#### [Texte à lire]
● ● ● ● ● ● ●
Je travaille beaucoup, de temps en temps je suis très fatigué. Il me faut profiter au possible du peu de temps que je serai encore à Paris. J'ai été plusieurs fois au Louvre - votre Pieta est admirable, c'est une des plus belles choses que j'ai vu! - j'étudie la renaissance italienne et en meme temps l'art antique, pour ne pas négliger les débuts et l'ordre logique. Je me sers du charmant petit bouquin de M. Salomon Reinach, que vous devez connaître; c'est assez populaire mais très comprimé et très exact. Quelle phénomène dans un temps où chaque auteur fait de son mieux pour être incompréhensible! Quand on ne vous comprend pas on peut supposer que vous avez dit de choses épatantes, qui renferment à peu près tout ce qu'il restait encore à dire, et quand on ne le suppose pas? - eh bien, tant pis, vous pourrez toujours dire: ‘C'est qu'ils ne m'ont pas compris, les brutes! Et j'en suis très sûr, car je n'ai jamais compris moi-même!’ Pour les hardis qui demandent une explication il y a toujours les regards hautains.
● ● ● ● ● ● ●
#### [À faire]
[A] D'après le texte à lire, quelles deux périodes de l'art sont étudiées en même temps ?
[B] Indiquez combien de lignes des enregistrements contiennent le mot « stone », en donnant uniquement ce nombre.
Le texte et les enregistrements proviennent de sources différentes.
● ● ● ● ● ● ●
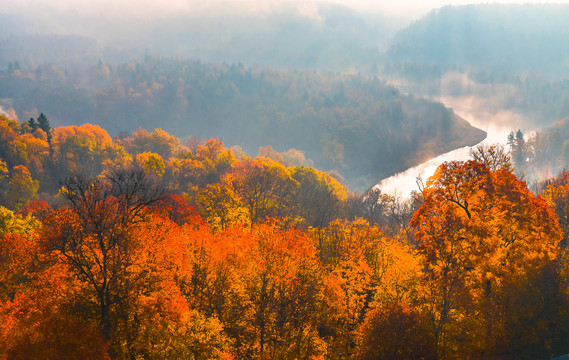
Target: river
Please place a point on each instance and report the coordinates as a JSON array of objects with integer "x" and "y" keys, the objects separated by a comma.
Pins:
[{"x": 497, "y": 126}]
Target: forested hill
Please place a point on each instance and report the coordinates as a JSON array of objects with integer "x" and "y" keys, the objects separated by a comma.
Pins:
[
  {"x": 511, "y": 38},
  {"x": 359, "y": 126}
]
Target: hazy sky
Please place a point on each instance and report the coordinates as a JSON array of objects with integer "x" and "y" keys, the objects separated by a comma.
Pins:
[{"x": 156, "y": 7}]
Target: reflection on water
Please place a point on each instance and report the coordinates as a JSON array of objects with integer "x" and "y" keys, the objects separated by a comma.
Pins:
[{"x": 497, "y": 126}]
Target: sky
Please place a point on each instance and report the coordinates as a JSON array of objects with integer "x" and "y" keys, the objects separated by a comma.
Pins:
[{"x": 411, "y": 8}]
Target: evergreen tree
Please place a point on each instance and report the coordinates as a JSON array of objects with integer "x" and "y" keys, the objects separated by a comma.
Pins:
[
  {"x": 33, "y": 124},
  {"x": 43, "y": 123}
]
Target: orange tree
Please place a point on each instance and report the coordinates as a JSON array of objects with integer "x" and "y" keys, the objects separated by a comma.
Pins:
[{"x": 479, "y": 232}]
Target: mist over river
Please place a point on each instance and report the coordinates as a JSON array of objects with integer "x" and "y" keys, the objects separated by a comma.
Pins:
[{"x": 496, "y": 124}]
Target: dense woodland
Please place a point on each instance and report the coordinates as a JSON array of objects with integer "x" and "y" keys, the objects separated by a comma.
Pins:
[
  {"x": 140, "y": 247},
  {"x": 360, "y": 127},
  {"x": 136, "y": 223}
]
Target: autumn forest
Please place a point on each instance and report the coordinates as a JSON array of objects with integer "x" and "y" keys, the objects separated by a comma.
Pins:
[
  {"x": 154, "y": 249},
  {"x": 206, "y": 181}
]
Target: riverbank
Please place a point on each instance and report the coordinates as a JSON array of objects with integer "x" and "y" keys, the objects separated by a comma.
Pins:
[{"x": 497, "y": 126}]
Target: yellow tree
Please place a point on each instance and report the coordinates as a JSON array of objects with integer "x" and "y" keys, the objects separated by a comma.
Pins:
[{"x": 264, "y": 186}]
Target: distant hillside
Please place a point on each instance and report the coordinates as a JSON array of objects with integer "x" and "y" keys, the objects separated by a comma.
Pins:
[
  {"x": 358, "y": 126},
  {"x": 328, "y": 37},
  {"x": 511, "y": 38}
]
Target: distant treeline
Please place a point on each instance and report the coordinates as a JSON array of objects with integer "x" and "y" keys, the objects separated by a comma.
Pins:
[{"x": 358, "y": 126}]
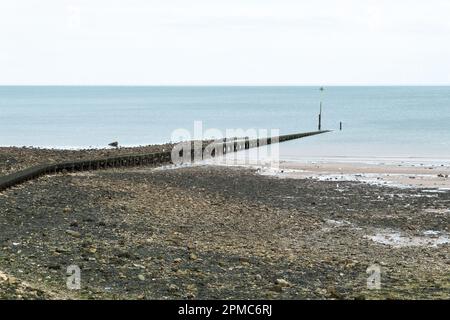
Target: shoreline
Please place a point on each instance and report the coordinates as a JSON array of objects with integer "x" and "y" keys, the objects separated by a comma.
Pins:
[{"x": 211, "y": 232}]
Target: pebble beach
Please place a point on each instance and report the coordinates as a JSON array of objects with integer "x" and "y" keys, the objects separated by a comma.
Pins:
[{"x": 216, "y": 232}]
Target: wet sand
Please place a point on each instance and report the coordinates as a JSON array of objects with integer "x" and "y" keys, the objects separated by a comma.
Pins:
[{"x": 399, "y": 175}]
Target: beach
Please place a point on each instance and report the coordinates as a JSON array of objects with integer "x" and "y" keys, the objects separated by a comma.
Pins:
[{"x": 305, "y": 230}]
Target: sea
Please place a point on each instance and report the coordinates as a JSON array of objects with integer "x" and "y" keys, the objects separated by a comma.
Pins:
[{"x": 377, "y": 122}]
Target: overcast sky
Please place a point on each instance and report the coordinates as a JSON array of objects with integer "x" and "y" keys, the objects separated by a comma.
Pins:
[{"x": 210, "y": 42}]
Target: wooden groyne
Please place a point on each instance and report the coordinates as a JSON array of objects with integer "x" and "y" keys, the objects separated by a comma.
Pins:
[{"x": 133, "y": 160}]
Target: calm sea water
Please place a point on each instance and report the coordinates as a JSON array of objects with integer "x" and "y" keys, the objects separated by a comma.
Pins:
[{"x": 378, "y": 121}]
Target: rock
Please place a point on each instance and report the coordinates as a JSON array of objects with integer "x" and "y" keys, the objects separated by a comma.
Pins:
[
  {"x": 73, "y": 233},
  {"x": 173, "y": 288},
  {"x": 276, "y": 288},
  {"x": 141, "y": 277},
  {"x": 282, "y": 283},
  {"x": 193, "y": 256}
]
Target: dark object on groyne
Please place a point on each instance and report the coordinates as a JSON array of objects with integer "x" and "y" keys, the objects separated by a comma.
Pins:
[{"x": 132, "y": 160}]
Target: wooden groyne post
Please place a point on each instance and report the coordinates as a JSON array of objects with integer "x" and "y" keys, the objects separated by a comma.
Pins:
[{"x": 133, "y": 160}]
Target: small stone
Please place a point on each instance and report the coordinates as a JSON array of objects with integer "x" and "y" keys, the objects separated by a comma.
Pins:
[
  {"x": 173, "y": 288},
  {"x": 282, "y": 283},
  {"x": 193, "y": 256},
  {"x": 73, "y": 233}
]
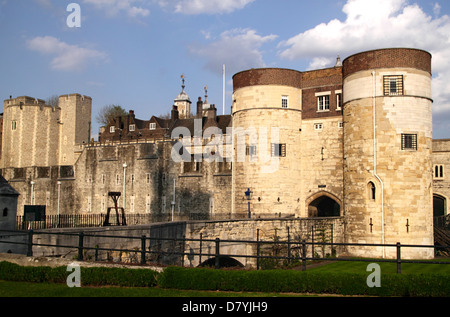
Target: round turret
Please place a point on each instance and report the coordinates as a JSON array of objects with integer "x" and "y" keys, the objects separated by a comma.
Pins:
[
  {"x": 266, "y": 130},
  {"x": 387, "y": 150}
]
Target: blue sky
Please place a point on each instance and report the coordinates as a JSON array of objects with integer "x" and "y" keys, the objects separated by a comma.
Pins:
[{"x": 133, "y": 52}]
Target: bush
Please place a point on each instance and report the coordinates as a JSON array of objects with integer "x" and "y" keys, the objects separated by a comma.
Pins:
[
  {"x": 304, "y": 282},
  {"x": 276, "y": 281}
]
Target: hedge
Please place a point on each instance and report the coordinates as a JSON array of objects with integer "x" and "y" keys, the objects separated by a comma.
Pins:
[
  {"x": 273, "y": 281},
  {"x": 92, "y": 276},
  {"x": 304, "y": 282}
]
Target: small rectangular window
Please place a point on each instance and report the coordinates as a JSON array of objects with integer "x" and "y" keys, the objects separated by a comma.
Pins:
[
  {"x": 438, "y": 171},
  {"x": 338, "y": 101},
  {"x": 278, "y": 150},
  {"x": 284, "y": 101},
  {"x": 318, "y": 126},
  {"x": 393, "y": 85},
  {"x": 250, "y": 150},
  {"x": 323, "y": 103},
  {"x": 409, "y": 141}
]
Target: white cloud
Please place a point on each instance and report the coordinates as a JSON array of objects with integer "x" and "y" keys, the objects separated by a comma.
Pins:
[
  {"x": 66, "y": 57},
  {"x": 380, "y": 24},
  {"x": 204, "y": 6},
  {"x": 238, "y": 49},
  {"x": 114, "y": 7}
]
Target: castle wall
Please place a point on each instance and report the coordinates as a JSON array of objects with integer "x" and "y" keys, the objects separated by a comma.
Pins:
[
  {"x": 30, "y": 133},
  {"x": 149, "y": 182},
  {"x": 75, "y": 126},
  {"x": 441, "y": 172},
  {"x": 322, "y": 161}
]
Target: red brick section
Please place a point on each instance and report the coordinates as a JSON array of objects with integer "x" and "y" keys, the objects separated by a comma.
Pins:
[
  {"x": 387, "y": 58},
  {"x": 311, "y": 82},
  {"x": 330, "y": 79},
  {"x": 267, "y": 76}
]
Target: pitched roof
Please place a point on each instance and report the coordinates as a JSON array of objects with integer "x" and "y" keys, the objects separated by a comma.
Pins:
[{"x": 6, "y": 189}]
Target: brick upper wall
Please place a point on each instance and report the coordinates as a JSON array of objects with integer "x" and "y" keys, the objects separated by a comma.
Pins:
[
  {"x": 387, "y": 58},
  {"x": 288, "y": 77}
]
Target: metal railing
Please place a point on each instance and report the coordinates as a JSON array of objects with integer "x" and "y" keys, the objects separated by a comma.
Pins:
[{"x": 150, "y": 249}]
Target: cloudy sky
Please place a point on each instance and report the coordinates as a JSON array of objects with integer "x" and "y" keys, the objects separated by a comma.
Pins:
[{"x": 133, "y": 52}]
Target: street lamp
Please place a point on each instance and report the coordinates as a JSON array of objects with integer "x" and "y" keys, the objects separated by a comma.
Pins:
[{"x": 248, "y": 195}]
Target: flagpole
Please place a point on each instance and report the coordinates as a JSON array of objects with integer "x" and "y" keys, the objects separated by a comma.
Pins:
[{"x": 223, "y": 101}]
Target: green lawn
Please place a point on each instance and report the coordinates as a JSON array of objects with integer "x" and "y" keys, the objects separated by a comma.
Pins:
[{"x": 24, "y": 289}]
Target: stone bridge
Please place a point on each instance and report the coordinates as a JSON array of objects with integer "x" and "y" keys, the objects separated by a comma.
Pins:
[{"x": 169, "y": 240}]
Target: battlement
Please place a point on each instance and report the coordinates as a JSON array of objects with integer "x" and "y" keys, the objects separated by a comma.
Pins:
[
  {"x": 69, "y": 96},
  {"x": 23, "y": 100}
]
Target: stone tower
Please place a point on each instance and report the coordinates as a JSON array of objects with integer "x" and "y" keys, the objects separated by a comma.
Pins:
[
  {"x": 266, "y": 114},
  {"x": 387, "y": 150},
  {"x": 30, "y": 133},
  {"x": 183, "y": 102},
  {"x": 75, "y": 125}
]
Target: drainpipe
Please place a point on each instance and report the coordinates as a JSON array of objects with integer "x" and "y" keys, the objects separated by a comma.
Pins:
[
  {"x": 32, "y": 193},
  {"x": 59, "y": 200},
  {"x": 124, "y": 178},
  {"x": 173, "y": 201},
  {"x": 375, "y": 162}
]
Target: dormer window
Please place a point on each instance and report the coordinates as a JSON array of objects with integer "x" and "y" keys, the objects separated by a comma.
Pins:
[{"x": 284, "y": 101}]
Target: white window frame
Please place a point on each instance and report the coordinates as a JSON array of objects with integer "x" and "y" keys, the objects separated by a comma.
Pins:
[
  {"x": 322, "y": 97},
  {"x": 284, "y": 102},
  {"x": 438, "y": 171},
  {"x": 338, "y": 94}
]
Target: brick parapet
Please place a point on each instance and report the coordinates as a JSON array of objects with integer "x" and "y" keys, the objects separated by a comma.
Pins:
[{"x": 387, "y": 58}]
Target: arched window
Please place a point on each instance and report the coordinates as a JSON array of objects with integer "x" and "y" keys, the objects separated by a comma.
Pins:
[
  {"x": 324, "y": 206},
  {"x": 371, "y": 190}
]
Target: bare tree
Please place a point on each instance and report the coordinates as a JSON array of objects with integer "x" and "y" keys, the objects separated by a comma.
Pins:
[{"x": 109, "y": 113}]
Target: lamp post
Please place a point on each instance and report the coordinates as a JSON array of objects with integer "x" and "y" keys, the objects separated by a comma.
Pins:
[
  {"x": 124, "y": 179},
  {"x": 248, "y": 195},
  {"x": 59, "y": 201}
]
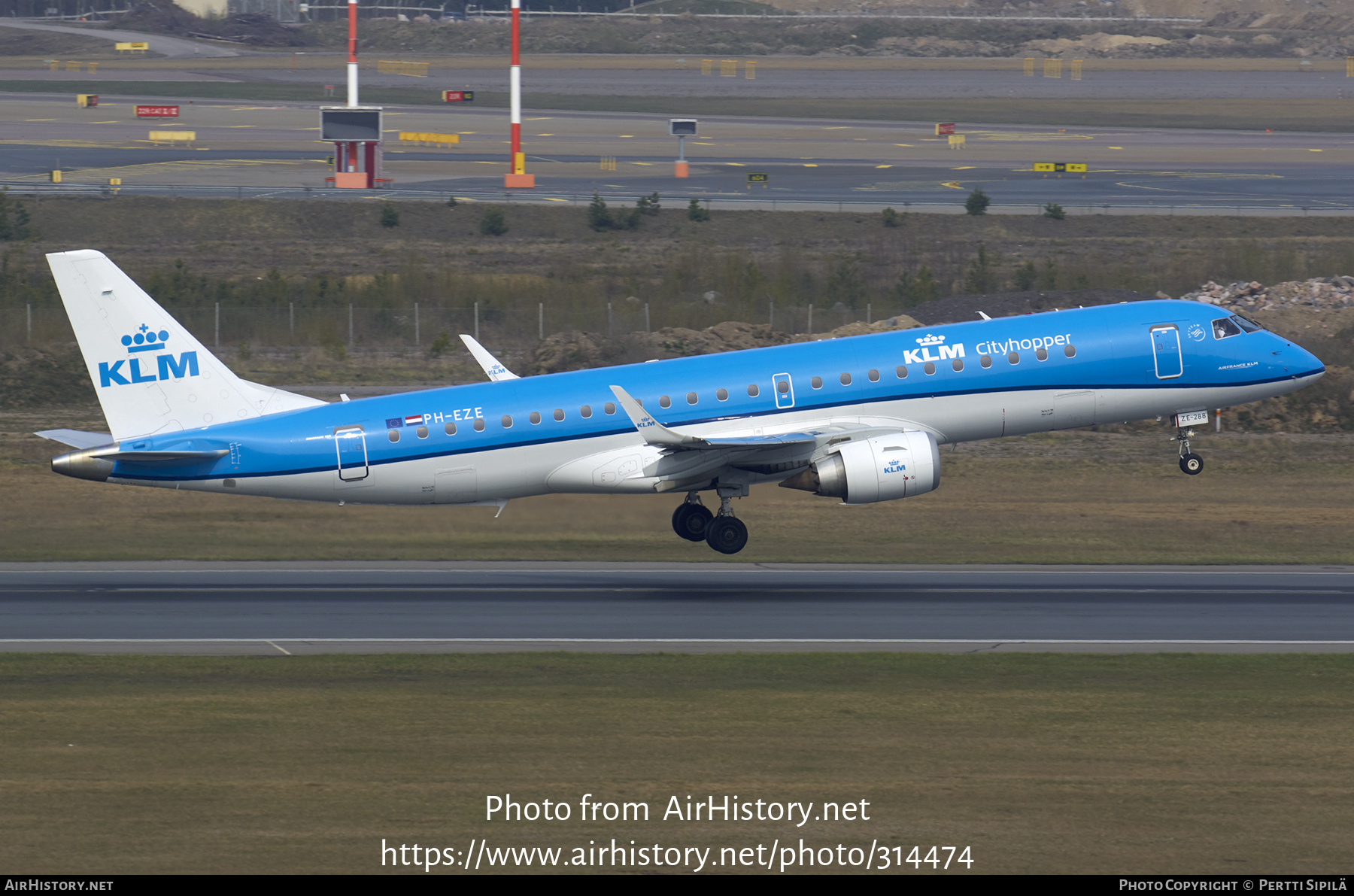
● ● ● ● ● ● ●
#### [Exercices corrigés]
[A] La renaissance italienne et l'art antique.

[B] 3